■ AIM ■
State how many lines of the listing below contain the string "light", with case counting. Give only the number.

[Pointing and labeling entries]
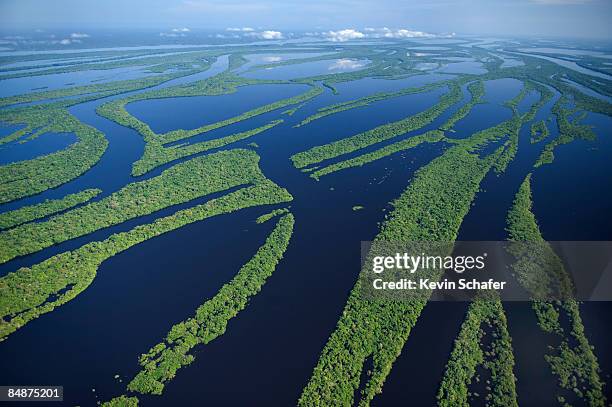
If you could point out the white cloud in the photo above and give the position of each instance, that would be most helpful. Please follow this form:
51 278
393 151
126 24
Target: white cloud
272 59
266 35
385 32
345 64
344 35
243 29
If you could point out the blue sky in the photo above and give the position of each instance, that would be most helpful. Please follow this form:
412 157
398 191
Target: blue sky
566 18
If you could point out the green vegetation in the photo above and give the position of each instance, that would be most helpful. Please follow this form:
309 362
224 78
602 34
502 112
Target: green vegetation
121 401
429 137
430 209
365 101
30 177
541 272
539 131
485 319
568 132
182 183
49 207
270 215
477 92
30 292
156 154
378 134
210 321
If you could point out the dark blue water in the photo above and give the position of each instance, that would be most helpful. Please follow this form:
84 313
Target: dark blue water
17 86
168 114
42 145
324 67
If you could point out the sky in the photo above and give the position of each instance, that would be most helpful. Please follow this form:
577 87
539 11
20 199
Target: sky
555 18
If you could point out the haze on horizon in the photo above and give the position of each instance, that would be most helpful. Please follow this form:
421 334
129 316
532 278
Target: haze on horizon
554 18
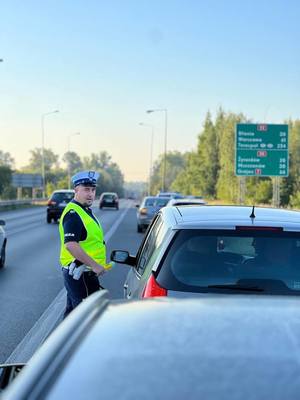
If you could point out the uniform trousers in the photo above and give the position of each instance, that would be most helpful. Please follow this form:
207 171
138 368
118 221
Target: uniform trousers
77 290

==

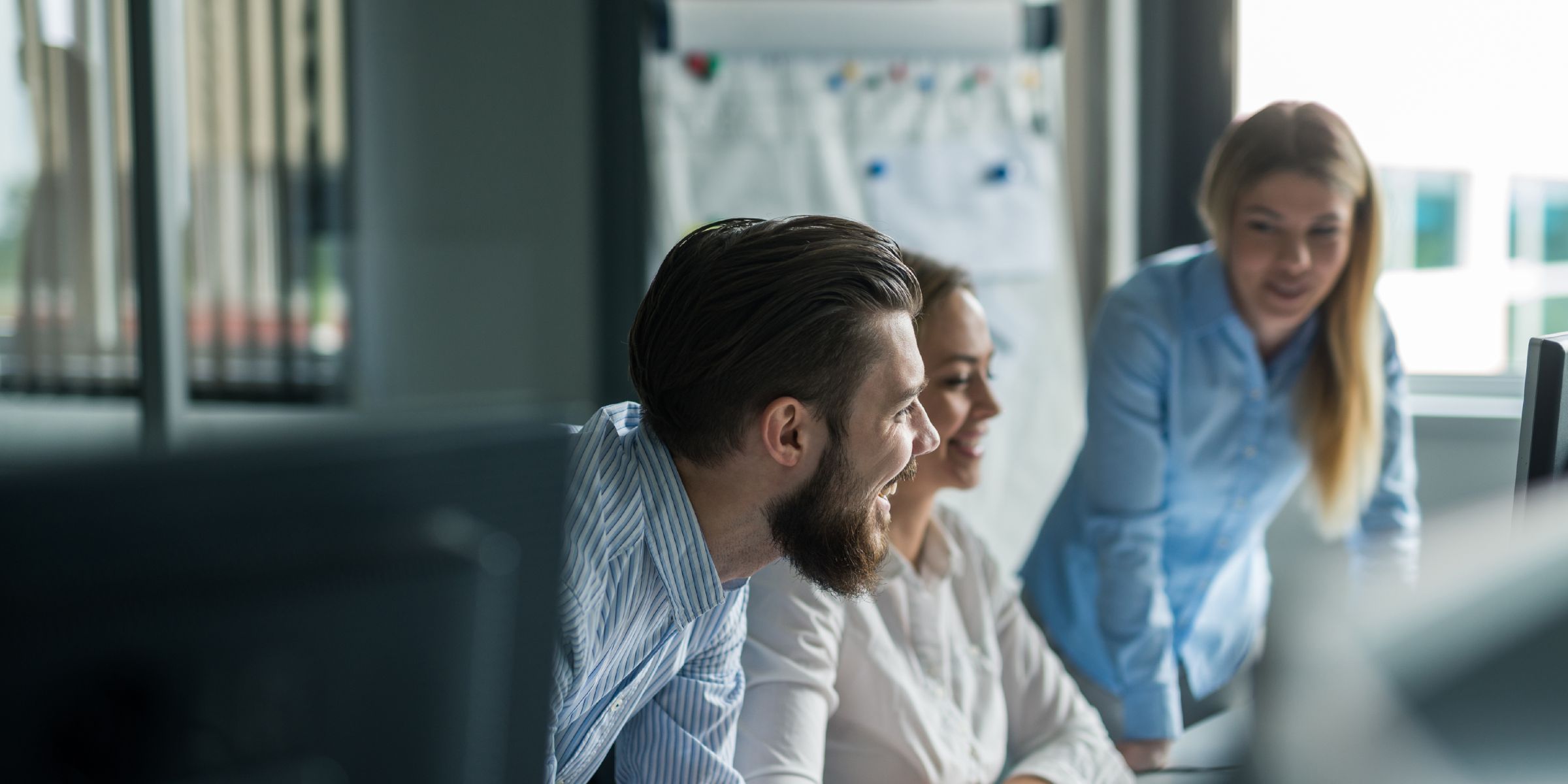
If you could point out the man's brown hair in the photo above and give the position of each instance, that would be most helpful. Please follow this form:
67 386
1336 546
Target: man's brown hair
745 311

...

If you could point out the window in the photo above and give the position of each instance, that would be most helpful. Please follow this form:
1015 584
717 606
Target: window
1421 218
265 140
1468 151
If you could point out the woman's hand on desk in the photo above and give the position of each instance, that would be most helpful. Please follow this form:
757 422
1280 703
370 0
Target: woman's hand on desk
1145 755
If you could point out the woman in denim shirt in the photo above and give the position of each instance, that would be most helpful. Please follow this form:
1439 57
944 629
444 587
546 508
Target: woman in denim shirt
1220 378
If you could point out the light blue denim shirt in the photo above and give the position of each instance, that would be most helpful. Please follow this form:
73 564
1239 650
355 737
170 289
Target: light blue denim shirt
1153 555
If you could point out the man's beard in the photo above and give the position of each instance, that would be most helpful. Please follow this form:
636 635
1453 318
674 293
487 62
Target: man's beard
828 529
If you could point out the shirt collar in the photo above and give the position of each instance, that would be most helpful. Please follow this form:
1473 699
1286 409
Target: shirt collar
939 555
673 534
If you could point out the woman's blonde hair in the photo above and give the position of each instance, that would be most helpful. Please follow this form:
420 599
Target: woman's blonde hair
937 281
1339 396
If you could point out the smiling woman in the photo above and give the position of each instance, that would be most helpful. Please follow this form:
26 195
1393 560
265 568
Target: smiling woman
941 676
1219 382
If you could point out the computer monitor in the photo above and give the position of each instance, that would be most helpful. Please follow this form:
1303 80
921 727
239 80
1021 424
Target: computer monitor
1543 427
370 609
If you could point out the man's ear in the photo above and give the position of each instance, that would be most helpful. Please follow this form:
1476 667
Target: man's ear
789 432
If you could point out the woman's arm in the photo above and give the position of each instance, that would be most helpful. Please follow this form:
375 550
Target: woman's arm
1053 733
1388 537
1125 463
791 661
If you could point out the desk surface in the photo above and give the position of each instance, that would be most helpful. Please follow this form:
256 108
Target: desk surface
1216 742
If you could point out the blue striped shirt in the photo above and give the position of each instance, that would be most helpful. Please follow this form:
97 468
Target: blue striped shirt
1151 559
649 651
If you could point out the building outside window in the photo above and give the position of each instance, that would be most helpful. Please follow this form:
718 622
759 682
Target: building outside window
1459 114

■ TASK OUTPUT ■
2